SOURCE PASSAGE

=-=-=-=-=

When we challenged the Guardian’s censorship, we were told our relevant remarks were off topic and had led to discussion that was “problematic.”. When we offered to publish a critical piece about the Guardian and the Scott Trust on Comment Is Free, we were asked by editor Georgina Henry: “But why would I be interested in commissioning piece about the Guardian and the Scott Trust from you?” (Email, August 22, 2007)
And yet Rusbridger says in the audit:
“We should behave fairly and allow our opponents a voice.”
Admirable sentiments of this kind are sprinkled throughout:
“Social justice has always been at the heart of our journalism.” (LOV, p. 5)
The report makes no mention of the fact that members of the Guardian Media Group Board and/or the Scott Trust have links with the corporate media, New Labour, Cadbury Schweppes, KPMG Corporate Finance, the chemicals company Hickson International Plc, Fenner Plc, the investment management company Rathbone Brothers Plc, global investment company Lehman Brothers, global financial services firm Morgan Stanley, the Bank of England…
Are we really to believe that a newspaper embedded in these establishment and corporate networks, and dependent on advertisers for 75 per cent of its revenues, can provide uncompromised coverage of a world dominated, and exploited, by these same powerful interests?
The Guardian claims to “desire to build trust in the media by becoming increasingly transparent about the decisions we reach and the way we implement them in both our editorial and commercial operations.” (LOV, p. 3)
A good place to start would be for GNM to tell us exactly how much money it takes from oil giants, car companies, airlines and other businesses heavily dependent on fossil-fuel consumption.
When we emailed George Monbiot for his response to the Guardian’s latest comments on advertising, he did not reply. Monbiot is a decent, well-intentioned person – we have great respect for him – but he is caught between the rock of honest dissent and the hard place of corporate priorities. A partial explanation for his silence is perhaps found on page 7 of LOV, where the Guardian unveils a plan:
“Expanding the role of George Monbiot, one of the most respected columnists writing about sustainability, to create video interviews with major figures.”
This is further evidence, if any were needed, that Monbiot continues to be used as a fig leaf to cover the Guardian’s failure to challenge power. Given the “profit-maximising” goals of the Guardian’s parent company, and the establishment figureheads of the Scott Trust, how could it be any other way?

=-=-=-=-=

GIVEN PROBLEM
Continue the passage criticizing the Guardian and the Scott Trust, starting after its last sentence.

Labeled-object pointing items

=-=-=-=-=

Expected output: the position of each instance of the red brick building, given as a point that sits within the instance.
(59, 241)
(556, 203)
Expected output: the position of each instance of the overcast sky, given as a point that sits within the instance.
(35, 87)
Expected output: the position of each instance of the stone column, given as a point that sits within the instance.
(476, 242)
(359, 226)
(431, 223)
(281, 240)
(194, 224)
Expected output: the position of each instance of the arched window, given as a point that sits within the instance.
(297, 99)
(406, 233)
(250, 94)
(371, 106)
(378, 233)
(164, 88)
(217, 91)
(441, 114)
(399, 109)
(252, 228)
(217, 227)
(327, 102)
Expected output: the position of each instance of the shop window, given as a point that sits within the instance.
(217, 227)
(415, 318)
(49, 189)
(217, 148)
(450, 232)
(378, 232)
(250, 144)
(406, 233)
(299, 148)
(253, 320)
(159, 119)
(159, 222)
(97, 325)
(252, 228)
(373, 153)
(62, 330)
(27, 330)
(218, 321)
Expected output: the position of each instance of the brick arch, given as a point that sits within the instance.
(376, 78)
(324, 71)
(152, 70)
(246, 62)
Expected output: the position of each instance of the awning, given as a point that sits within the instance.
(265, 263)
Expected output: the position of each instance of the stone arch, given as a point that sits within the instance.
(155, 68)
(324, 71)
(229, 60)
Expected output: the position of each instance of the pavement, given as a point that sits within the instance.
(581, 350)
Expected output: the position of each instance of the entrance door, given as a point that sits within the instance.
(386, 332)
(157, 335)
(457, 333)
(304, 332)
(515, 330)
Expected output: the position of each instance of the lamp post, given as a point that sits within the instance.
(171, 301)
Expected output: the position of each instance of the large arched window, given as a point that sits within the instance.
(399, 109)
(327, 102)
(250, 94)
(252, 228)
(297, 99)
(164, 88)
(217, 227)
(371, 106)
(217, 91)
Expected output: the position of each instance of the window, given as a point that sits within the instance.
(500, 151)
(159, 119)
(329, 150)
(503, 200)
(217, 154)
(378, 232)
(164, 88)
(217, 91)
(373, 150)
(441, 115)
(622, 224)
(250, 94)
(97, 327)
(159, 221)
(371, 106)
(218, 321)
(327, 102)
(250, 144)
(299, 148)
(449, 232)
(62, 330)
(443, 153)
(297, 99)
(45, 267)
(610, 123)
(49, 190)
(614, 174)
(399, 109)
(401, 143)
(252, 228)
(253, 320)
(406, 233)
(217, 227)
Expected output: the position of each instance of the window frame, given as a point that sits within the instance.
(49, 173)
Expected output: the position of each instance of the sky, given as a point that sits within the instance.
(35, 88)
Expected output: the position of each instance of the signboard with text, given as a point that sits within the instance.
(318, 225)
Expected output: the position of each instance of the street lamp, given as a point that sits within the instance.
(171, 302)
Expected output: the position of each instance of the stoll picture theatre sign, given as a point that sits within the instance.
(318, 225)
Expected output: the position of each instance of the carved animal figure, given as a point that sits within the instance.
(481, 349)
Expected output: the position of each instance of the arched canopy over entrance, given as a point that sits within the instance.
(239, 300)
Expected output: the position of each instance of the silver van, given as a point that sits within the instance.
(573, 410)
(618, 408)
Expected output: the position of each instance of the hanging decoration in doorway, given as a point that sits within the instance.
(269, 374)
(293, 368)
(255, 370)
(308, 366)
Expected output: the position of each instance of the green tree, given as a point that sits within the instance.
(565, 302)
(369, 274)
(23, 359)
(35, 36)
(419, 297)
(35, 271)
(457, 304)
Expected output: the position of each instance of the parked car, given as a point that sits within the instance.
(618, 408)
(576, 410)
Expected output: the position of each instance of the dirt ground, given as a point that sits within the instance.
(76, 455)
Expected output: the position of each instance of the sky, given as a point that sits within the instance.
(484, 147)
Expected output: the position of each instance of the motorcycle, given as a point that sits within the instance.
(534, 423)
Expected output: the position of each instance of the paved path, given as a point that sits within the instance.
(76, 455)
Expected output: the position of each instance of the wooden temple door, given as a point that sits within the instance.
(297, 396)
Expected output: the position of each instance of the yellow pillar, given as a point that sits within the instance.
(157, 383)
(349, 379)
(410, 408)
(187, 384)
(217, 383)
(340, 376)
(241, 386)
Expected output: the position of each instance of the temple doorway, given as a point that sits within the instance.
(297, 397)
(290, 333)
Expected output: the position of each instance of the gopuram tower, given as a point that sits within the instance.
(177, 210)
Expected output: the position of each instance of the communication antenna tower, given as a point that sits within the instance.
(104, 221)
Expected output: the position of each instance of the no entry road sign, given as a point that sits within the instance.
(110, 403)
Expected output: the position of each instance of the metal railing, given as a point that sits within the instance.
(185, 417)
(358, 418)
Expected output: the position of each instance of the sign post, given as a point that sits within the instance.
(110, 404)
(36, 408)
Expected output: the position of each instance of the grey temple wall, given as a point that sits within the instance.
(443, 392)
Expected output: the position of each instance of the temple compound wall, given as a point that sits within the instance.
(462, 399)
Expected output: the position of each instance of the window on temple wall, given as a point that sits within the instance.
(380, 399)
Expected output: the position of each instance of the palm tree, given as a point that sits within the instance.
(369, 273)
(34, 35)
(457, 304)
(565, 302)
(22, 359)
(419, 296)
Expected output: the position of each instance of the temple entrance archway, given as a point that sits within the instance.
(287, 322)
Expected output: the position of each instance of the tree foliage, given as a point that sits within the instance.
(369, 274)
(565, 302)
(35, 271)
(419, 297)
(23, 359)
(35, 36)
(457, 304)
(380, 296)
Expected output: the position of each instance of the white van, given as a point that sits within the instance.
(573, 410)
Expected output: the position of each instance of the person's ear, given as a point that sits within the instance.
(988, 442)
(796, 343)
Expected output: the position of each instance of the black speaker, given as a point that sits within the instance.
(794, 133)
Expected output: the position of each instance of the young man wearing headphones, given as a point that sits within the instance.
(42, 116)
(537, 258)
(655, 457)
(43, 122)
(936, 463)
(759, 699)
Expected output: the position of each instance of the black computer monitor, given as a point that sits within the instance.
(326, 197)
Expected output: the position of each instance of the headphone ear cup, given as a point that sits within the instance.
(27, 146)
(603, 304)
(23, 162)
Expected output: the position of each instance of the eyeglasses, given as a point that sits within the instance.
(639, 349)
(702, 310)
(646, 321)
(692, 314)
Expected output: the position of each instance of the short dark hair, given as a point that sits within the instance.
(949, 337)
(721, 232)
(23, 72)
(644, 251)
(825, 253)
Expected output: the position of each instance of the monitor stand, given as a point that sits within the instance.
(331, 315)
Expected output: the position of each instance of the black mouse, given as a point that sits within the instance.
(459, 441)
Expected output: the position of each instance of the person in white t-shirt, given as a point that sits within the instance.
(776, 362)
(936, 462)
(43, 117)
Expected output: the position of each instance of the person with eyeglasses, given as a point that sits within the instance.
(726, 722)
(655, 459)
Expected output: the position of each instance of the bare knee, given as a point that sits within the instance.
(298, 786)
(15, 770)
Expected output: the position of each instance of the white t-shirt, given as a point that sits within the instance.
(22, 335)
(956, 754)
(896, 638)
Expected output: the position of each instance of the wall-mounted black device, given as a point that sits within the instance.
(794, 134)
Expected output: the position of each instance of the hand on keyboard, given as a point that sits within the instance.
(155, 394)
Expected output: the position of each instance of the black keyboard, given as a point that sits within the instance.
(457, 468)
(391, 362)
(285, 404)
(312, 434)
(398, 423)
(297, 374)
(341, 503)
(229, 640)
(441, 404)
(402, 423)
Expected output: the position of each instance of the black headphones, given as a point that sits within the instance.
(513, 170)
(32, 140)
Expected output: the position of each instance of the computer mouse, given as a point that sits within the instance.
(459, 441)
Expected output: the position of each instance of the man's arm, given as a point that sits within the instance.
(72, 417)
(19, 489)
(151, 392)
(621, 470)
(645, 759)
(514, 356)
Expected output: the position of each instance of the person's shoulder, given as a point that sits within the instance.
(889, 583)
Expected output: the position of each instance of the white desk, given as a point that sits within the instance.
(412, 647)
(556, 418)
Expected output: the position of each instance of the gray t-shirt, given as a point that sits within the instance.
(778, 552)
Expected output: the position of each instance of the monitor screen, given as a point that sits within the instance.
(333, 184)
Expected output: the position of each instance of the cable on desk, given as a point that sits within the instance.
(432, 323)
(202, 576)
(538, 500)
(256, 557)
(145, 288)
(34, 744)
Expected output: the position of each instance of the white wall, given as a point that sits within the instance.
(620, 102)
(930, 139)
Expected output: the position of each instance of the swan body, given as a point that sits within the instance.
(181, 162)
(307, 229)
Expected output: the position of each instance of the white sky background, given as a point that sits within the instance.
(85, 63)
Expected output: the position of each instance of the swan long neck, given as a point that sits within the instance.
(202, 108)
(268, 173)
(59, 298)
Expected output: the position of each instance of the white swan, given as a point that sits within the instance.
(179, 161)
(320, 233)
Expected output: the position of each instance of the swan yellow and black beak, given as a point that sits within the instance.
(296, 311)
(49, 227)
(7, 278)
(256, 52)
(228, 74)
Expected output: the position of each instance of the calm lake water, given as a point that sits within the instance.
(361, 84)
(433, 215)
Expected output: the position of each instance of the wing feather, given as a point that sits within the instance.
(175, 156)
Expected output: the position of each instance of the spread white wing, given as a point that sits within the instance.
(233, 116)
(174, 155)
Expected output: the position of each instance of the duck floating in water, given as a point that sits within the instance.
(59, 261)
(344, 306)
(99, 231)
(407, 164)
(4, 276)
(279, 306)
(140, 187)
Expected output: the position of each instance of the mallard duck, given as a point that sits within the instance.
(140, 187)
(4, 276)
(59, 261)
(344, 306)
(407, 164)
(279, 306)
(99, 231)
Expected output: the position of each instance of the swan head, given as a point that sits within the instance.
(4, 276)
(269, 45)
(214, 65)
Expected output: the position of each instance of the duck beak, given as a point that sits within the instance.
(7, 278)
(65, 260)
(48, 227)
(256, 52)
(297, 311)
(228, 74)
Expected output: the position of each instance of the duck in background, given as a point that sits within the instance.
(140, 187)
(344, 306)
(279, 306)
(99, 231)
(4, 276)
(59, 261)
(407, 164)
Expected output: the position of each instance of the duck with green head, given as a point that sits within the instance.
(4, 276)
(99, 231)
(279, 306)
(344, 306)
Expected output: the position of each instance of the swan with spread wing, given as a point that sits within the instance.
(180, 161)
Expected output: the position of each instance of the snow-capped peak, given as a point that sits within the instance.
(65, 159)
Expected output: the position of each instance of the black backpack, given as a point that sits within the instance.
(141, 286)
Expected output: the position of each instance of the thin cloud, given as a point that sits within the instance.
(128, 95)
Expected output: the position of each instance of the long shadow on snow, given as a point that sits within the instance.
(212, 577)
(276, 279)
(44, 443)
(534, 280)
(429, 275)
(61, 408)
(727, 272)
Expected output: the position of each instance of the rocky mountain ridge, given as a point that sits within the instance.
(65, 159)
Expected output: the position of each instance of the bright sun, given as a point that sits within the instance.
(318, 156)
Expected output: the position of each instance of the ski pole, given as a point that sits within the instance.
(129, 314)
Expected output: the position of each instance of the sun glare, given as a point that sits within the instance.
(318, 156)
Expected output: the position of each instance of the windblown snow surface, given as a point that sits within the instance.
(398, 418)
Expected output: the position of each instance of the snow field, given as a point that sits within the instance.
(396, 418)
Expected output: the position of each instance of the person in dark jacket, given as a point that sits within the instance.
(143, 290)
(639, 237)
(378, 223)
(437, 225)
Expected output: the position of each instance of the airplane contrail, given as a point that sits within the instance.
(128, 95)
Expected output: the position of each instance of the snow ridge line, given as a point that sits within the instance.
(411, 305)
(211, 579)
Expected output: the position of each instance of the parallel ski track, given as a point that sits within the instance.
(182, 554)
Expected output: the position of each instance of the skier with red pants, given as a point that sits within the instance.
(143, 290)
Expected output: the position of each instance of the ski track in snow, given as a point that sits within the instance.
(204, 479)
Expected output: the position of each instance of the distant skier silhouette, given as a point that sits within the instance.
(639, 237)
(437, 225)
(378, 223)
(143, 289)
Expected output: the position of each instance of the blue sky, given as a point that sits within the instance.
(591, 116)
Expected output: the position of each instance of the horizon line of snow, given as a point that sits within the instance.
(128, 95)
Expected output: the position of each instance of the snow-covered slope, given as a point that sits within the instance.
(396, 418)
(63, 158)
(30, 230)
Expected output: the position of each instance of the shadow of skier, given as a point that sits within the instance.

=-=-=-=-=

OUTPUT OF THE EXERCISE
The concession of an expanded role for Monbiot again recalls a favoured tactic of the tobacco industry. A memo from the company Philip Morris noted:
“… by opening a dialogue followed by a few minor concessions, the industry can be saved from heavy legislation for at least two to three more years.” (Philip Morris, 1976, ‘Trust US We’re The Tobacco Industry,’ Campaign For Tobacco-Free Kids;http://www.tobaccofreekids.org/campaign/ global/framework/docs/TrustUs.pdf)
In a recent guest media alert, former Guardian journalist, Jonathan Cook, wrote of dissident writers like Monbiot, Robert Fisk and John Pilger:
“However grateful we should be to these dissident writers, their relegation to the margins of the commentary pages of Britain’s ‘leftwing’ media serves a useful purpose for corporate interests. It helps define the ‘character’ of the British media as provocative, pluralistic and free-thinking – when in truth they are anything but. It is a vital component in maintaining the fiction that a professional media is a diverse media.”
PART 2 – IN PRACTICE
The Observer Smears Climate Activism
Despite the fine words of the ’Living Our Values’ audit, the Guardian and the Observer are part of a corporate system that is determined to prevent the public from interfering with the maximisation of profits.
Earlier this month, the Observer smeared climate activists by highlighting police warnings of a “growing threat of eco-terrorism”. The alleged threat is presented by a group called Earth First!, which the paper claimed “has supporters who believe that reducing the Earth’s population by four-fifths will help to protect the planet”. (Mark Townsend and Nick Denning, ‘Police warn of growing threat from eco-terrorists: Fear of deadly attack by lone maverick as officers alert major firms to danger of green extremism,’ The Observer, November 9, 2008)
The Observer implied no less than three times that Earth First! activists would not only like to see the Earth’s human population drastically reduced, but might be willing to take action to make that happen. The impression given was of a group bent on the mass murder of billions!
And yet, almost comically, the article focused on police concerns that “a ‘lone maverick’ eco-extremist may attempt a terrorist attack aimed at killing large numbers of Britons”.
If an entire group really is advocating mass murder, then presumably the concern is not for “a lone maverick”. And some kind of evidence – weaponry, plans, perhaps a declaration of intent – should be available to justify these extreme allegations. But none was provided by the Observer.
Worse still, the article linked eco-terrorists to some very sane and peaceable climate camps in Britain. A police unit, the Observer reported, “is currently monitoring blogs and internet traffic connected to a network of UK climate camps and radical environmental movements under the umbrella of Earth First!, which has claimed responsibility for a series of criminal acts in recent months.”
It seems that activists “are doing research of possible targets… they could research an airline and see how many of its aircraft are not environmentally friendly.”
The article thus insinuated that green terrorists “could” target airliners – a mere hypothetical possibility, but obviously a key public fear since the September 11, 2001 attacks.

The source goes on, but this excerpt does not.